▶ YOUR INSTRUCTIONS: Please return each line below that contains the word "child".

▶ Dataset rows:
==============================

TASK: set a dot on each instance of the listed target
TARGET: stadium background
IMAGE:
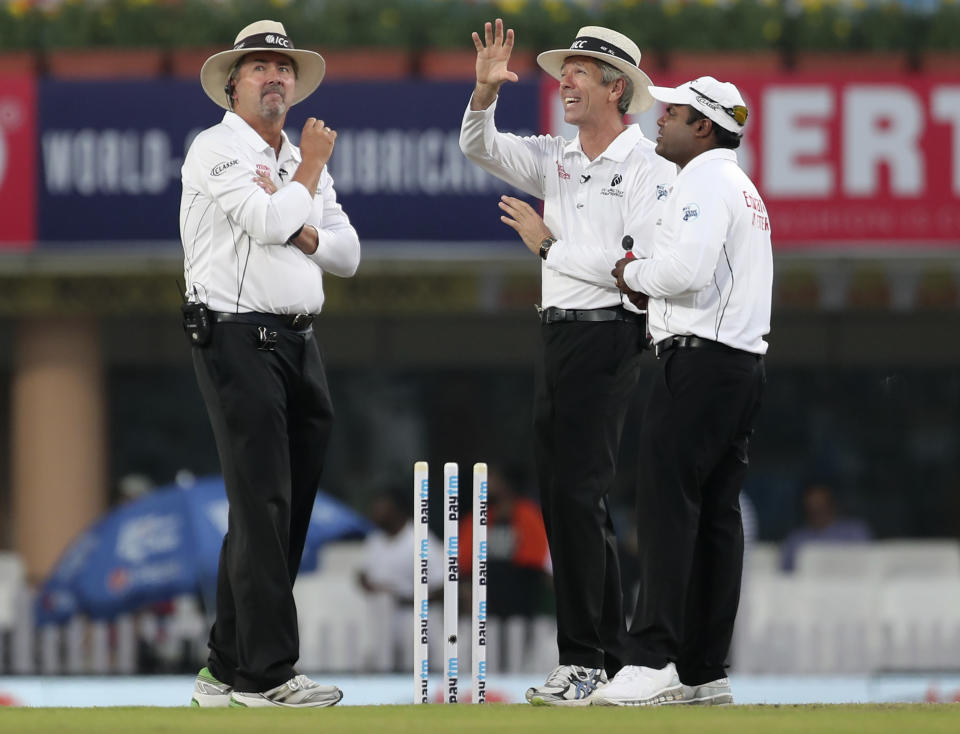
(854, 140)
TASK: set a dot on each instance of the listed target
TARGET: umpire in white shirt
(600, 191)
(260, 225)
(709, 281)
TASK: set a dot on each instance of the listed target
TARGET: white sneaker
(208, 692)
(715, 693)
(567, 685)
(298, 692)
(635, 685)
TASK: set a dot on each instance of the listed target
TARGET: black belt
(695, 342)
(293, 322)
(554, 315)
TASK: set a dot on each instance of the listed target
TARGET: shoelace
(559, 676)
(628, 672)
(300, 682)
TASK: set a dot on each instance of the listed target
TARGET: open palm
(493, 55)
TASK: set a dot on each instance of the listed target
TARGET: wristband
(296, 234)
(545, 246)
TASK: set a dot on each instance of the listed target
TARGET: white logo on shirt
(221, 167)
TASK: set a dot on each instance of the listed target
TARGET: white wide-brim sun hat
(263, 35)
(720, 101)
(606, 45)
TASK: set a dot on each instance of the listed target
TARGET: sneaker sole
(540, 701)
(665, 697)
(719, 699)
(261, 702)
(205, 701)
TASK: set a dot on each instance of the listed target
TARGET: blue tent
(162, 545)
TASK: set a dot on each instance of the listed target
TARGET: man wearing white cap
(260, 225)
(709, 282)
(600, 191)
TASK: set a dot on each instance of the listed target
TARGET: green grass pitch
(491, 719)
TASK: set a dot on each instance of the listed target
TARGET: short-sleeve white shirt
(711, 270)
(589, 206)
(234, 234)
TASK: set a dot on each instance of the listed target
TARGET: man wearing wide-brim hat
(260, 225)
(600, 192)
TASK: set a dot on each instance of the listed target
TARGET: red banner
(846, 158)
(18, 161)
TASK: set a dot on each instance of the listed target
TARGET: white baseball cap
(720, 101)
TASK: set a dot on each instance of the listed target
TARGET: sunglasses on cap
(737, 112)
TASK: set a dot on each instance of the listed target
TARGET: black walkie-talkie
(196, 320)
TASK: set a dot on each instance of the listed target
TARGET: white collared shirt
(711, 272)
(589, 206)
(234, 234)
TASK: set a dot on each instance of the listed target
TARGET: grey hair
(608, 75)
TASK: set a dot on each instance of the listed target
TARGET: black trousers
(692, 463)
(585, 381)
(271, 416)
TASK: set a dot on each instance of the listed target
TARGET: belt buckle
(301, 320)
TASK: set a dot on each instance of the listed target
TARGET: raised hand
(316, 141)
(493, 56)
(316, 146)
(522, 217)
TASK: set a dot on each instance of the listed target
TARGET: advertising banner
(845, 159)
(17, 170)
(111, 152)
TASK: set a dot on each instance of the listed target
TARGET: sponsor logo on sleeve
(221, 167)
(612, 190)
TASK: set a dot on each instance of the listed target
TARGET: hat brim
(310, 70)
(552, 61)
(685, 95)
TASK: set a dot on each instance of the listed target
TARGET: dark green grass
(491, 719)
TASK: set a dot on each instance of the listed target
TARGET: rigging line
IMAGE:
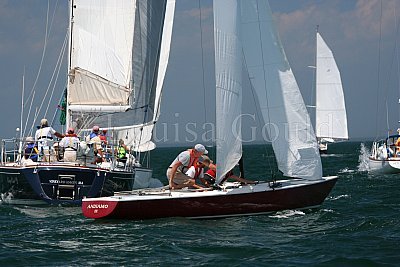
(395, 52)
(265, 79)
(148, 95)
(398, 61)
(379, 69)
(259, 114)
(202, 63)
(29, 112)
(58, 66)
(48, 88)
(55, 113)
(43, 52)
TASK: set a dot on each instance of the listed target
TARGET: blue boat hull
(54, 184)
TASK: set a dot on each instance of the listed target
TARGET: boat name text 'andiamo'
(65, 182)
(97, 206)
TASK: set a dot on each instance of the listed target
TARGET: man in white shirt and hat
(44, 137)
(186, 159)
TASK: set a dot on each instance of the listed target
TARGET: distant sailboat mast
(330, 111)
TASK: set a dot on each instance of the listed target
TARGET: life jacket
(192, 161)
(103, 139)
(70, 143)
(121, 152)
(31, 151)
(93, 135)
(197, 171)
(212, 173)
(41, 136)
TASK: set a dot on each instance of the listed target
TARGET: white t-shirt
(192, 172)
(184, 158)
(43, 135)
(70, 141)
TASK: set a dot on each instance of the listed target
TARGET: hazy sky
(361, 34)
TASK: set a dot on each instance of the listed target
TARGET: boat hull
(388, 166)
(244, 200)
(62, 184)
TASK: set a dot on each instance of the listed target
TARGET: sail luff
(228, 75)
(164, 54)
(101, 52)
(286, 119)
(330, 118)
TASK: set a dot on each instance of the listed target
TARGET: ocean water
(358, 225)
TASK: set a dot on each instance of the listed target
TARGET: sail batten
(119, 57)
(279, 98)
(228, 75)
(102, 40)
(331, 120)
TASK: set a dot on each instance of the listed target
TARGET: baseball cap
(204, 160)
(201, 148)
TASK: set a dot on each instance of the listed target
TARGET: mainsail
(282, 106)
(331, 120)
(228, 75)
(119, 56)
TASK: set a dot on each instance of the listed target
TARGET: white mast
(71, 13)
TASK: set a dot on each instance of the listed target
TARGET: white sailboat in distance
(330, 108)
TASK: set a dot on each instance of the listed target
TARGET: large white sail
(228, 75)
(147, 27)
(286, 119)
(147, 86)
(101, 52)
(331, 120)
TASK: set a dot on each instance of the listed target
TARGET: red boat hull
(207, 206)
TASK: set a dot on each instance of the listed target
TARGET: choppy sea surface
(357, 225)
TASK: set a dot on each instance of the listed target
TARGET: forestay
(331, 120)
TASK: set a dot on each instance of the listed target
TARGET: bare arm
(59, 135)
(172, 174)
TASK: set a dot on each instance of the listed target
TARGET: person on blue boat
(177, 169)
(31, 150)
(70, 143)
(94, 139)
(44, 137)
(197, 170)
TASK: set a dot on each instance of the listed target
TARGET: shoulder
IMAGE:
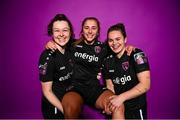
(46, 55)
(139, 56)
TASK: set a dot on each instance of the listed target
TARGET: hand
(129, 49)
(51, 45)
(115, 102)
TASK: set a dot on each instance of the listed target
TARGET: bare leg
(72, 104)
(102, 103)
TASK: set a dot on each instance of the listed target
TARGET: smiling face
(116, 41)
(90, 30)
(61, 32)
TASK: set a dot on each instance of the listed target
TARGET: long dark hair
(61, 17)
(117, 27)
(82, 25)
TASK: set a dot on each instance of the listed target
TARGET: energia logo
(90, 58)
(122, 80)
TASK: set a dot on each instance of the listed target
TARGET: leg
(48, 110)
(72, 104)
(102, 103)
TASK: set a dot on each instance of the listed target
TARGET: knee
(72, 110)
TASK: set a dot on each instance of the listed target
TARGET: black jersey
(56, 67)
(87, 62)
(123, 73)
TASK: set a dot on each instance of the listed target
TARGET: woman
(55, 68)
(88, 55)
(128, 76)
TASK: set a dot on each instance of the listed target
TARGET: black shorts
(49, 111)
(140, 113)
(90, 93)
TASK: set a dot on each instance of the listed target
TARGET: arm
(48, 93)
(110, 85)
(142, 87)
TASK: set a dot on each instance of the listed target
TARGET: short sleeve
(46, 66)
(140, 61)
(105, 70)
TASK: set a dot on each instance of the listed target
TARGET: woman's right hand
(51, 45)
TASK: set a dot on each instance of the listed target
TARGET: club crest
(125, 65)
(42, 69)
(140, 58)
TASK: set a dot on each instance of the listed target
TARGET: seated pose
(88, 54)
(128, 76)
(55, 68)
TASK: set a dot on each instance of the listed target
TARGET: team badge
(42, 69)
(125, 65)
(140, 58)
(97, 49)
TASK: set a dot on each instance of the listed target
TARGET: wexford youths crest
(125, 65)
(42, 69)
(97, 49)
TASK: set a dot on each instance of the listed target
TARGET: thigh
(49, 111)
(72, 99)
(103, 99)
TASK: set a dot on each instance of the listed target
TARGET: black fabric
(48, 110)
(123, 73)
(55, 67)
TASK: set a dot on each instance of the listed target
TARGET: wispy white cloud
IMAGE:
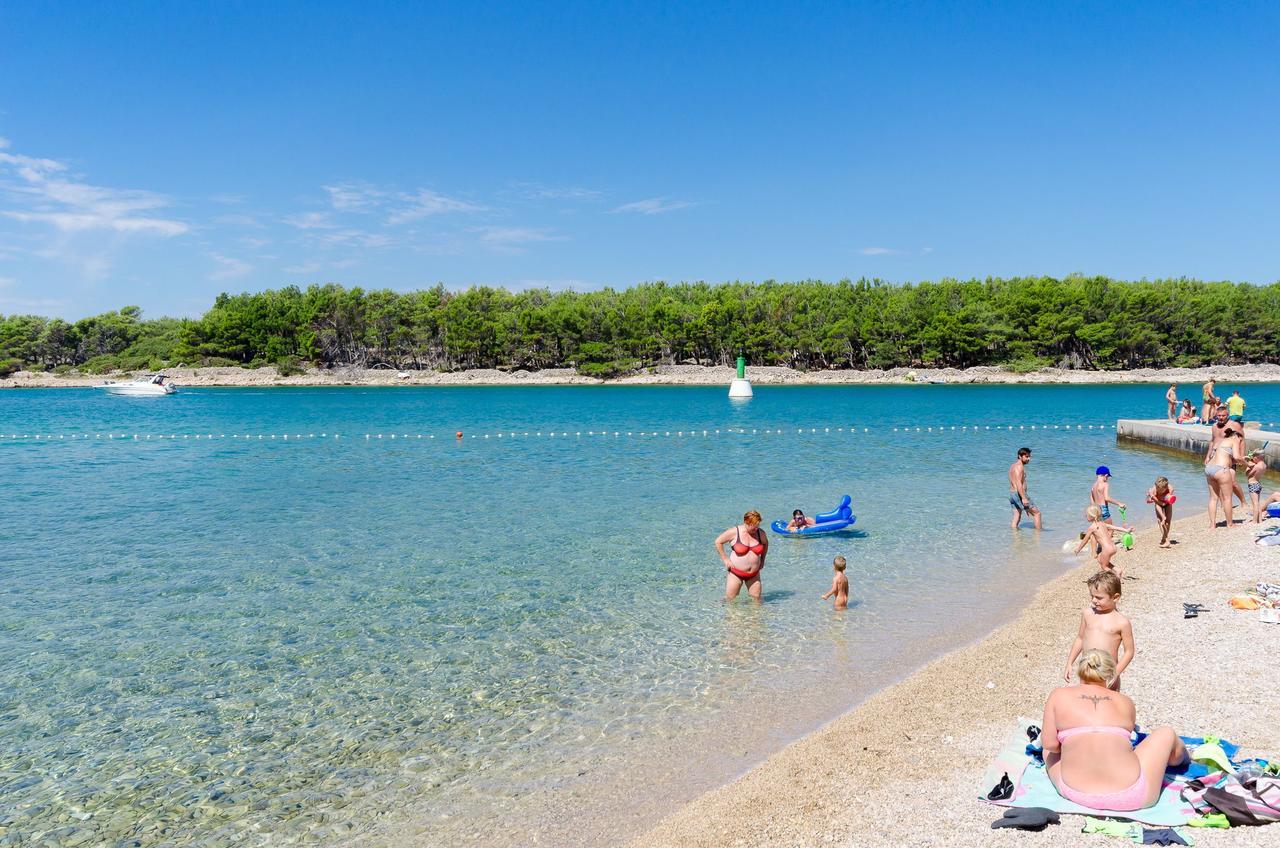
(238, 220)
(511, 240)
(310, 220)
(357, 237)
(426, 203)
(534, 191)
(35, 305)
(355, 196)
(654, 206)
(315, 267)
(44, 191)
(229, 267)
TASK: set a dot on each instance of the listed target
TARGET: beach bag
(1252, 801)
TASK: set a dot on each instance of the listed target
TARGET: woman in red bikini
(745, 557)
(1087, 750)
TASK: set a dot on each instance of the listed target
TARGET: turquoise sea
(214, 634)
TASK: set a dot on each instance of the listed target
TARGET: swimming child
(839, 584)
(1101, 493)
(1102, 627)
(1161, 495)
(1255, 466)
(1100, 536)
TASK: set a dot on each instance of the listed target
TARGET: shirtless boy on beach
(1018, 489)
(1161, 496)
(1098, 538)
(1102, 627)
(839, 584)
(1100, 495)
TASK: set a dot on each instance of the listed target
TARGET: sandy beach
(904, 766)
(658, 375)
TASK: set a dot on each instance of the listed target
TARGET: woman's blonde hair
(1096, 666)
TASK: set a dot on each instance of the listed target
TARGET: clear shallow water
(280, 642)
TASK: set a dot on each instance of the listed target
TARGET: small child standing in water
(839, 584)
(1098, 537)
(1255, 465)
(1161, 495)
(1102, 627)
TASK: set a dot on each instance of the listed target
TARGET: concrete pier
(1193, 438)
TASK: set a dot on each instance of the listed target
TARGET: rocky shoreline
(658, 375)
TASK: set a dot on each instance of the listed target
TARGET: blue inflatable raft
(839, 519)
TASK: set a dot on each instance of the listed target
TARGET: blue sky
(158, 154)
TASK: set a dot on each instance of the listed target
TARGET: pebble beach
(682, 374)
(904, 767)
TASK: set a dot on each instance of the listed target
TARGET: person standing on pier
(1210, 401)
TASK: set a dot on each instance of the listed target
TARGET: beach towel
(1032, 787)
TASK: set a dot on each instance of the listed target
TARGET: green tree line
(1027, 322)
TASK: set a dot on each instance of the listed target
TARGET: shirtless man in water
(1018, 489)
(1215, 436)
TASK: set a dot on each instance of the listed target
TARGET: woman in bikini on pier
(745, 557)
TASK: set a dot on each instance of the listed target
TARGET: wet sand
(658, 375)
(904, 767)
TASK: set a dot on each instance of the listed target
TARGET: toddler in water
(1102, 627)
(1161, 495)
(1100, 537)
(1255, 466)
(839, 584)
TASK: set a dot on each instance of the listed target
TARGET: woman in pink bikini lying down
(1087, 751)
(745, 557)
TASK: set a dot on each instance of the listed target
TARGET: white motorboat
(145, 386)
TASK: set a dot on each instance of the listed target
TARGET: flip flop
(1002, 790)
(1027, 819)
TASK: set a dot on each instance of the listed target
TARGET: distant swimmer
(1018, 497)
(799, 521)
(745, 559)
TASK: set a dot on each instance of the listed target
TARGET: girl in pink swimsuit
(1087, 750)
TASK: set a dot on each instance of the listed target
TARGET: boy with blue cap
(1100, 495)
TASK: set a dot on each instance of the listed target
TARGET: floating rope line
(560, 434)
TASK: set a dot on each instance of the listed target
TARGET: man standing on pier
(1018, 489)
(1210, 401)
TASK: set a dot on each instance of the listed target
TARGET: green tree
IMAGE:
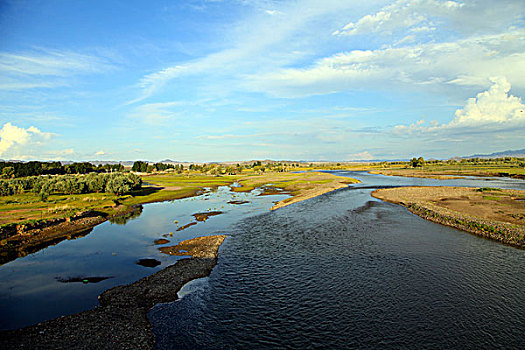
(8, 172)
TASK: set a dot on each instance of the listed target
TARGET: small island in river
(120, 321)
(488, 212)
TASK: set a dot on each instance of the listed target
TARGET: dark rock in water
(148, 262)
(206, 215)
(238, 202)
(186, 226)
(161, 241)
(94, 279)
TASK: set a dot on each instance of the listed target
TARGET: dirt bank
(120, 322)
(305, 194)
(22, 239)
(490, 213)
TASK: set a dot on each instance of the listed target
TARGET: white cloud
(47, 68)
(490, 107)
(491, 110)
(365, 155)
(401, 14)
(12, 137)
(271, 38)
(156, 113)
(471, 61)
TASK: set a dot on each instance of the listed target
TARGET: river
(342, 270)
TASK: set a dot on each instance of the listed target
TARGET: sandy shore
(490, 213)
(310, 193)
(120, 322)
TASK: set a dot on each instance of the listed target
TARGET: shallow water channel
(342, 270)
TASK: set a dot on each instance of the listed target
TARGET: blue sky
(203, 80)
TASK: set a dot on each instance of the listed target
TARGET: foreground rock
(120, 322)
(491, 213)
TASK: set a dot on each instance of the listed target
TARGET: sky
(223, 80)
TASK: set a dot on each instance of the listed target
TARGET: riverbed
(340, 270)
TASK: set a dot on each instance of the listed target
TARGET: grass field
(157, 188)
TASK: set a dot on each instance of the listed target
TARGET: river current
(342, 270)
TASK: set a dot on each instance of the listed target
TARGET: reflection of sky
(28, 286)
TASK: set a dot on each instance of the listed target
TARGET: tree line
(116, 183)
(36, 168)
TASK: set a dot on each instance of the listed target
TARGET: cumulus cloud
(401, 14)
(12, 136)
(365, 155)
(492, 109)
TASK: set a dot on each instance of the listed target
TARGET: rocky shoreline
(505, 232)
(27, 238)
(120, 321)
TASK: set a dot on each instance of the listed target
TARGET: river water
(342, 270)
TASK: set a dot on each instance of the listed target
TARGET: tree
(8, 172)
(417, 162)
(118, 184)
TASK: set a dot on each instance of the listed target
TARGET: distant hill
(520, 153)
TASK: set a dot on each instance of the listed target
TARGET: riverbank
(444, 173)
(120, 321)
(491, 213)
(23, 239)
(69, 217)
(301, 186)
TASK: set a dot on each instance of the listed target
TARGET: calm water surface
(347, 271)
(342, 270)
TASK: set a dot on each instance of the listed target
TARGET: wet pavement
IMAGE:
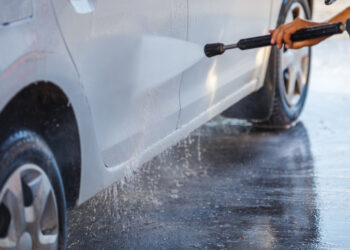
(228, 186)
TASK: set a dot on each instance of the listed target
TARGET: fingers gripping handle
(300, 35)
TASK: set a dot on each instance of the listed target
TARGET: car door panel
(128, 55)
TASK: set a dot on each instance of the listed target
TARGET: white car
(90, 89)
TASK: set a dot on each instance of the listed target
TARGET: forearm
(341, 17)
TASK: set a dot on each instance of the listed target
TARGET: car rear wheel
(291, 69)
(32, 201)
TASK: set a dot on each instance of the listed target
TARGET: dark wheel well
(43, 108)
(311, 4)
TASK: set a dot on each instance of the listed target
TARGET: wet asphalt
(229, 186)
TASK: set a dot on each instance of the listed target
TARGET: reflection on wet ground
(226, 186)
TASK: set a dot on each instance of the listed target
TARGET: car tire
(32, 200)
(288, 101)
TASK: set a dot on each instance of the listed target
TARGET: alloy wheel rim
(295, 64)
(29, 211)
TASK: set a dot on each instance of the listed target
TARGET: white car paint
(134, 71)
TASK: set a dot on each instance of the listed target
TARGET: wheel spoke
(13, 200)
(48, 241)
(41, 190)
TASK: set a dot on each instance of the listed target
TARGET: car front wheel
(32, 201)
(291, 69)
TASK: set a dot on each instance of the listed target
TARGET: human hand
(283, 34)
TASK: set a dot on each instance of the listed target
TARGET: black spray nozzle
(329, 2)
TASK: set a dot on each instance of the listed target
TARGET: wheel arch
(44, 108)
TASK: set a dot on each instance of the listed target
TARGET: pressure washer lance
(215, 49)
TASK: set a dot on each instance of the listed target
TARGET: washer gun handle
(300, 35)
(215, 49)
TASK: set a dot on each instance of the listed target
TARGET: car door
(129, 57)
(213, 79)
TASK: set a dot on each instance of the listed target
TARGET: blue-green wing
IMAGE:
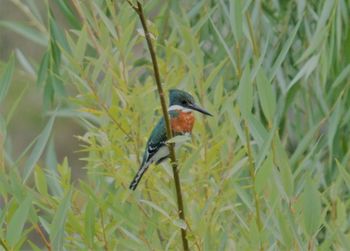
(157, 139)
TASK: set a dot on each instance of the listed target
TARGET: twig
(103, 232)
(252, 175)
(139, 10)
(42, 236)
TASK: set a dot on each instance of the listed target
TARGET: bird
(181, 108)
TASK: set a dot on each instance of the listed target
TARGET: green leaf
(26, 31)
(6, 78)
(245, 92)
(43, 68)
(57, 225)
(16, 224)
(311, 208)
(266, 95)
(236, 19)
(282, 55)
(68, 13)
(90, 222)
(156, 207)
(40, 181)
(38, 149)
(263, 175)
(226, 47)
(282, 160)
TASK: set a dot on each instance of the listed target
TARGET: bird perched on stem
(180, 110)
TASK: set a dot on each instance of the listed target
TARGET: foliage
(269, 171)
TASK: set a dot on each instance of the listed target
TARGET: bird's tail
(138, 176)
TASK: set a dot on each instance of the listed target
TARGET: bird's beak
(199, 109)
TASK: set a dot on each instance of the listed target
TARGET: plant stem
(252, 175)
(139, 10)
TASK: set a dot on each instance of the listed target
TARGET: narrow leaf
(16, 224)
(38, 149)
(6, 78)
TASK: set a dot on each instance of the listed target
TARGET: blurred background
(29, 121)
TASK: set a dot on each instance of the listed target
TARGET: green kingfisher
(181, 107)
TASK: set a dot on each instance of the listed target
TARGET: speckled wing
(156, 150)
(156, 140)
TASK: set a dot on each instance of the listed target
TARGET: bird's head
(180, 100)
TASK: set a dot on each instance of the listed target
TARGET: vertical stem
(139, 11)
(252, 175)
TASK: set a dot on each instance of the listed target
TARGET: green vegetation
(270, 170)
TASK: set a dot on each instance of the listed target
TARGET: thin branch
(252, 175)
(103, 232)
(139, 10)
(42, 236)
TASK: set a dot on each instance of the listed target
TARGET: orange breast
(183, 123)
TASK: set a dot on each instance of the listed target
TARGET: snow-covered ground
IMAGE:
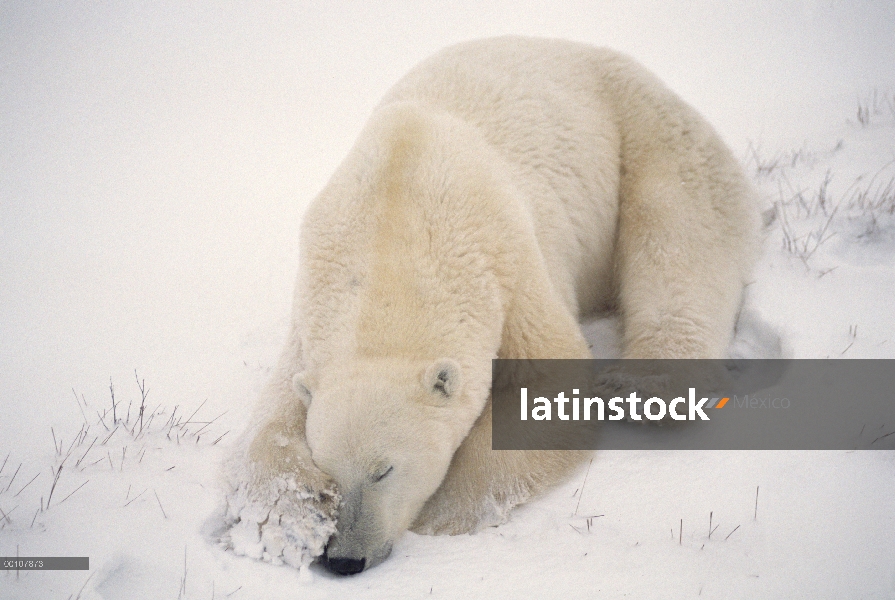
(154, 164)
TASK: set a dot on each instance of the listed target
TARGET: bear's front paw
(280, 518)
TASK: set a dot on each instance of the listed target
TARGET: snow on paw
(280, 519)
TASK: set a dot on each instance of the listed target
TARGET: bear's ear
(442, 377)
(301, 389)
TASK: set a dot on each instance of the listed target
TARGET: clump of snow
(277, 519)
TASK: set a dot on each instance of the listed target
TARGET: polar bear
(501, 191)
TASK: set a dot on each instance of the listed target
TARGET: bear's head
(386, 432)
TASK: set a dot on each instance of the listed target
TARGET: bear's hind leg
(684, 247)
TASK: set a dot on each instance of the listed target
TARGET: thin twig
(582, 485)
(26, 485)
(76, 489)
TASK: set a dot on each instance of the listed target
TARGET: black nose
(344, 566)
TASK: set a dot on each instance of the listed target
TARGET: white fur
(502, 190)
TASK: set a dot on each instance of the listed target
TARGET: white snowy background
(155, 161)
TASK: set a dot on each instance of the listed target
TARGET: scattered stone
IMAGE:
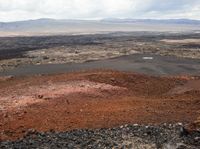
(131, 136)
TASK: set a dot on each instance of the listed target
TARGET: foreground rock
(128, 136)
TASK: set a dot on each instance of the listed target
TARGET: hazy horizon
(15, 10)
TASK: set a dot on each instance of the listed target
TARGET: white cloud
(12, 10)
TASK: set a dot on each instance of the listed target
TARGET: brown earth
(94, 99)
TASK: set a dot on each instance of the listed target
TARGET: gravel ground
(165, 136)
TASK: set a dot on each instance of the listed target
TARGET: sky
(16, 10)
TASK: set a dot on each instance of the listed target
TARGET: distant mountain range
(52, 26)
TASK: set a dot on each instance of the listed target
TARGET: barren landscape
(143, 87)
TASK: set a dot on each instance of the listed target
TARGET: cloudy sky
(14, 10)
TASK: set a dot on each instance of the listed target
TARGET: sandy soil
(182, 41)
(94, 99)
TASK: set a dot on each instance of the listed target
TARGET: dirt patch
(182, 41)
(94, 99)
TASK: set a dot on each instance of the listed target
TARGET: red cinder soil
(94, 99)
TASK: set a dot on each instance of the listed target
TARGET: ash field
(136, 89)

==============================

▶ TASK SOLUTION:
TARGET: swimming child
TARGET: small child standing in water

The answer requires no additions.